Input data:
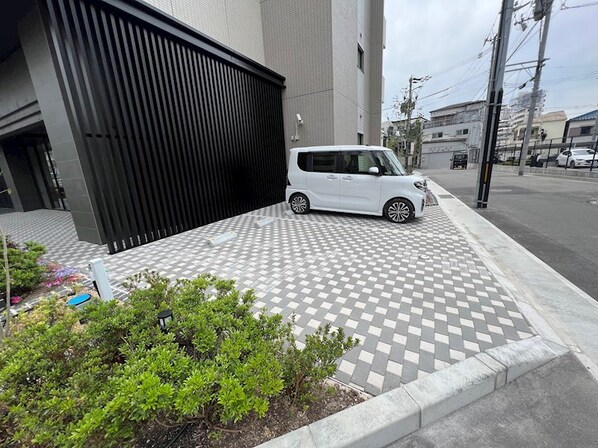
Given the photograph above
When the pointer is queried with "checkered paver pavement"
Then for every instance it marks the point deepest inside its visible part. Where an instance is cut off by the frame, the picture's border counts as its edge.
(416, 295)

---

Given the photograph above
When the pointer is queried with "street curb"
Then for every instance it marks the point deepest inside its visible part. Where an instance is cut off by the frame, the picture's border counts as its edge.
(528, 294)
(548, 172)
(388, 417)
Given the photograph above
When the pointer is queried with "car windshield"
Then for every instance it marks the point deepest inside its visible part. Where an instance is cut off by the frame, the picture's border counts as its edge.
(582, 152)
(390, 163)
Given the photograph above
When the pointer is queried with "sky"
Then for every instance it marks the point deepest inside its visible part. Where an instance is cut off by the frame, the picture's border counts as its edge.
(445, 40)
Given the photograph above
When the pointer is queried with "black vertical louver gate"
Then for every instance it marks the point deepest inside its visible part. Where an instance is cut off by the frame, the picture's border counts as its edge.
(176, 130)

* * *

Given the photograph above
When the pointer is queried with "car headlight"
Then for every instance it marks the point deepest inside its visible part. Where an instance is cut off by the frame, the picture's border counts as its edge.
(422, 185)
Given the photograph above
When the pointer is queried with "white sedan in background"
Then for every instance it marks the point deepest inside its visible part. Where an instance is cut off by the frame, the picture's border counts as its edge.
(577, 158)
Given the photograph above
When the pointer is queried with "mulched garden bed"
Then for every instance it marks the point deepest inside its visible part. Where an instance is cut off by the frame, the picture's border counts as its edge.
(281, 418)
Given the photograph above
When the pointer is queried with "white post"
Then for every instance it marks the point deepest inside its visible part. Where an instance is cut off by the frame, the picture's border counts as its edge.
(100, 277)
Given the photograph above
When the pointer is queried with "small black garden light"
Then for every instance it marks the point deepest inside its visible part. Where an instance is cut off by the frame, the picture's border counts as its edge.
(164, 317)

Exercise requirements: Select every line in the items above that contains the word "white", matching case exactly, and copy each such line.

Final result:
When the pointer is queried with "white sedan in background"
When the pointer is queried with "white post"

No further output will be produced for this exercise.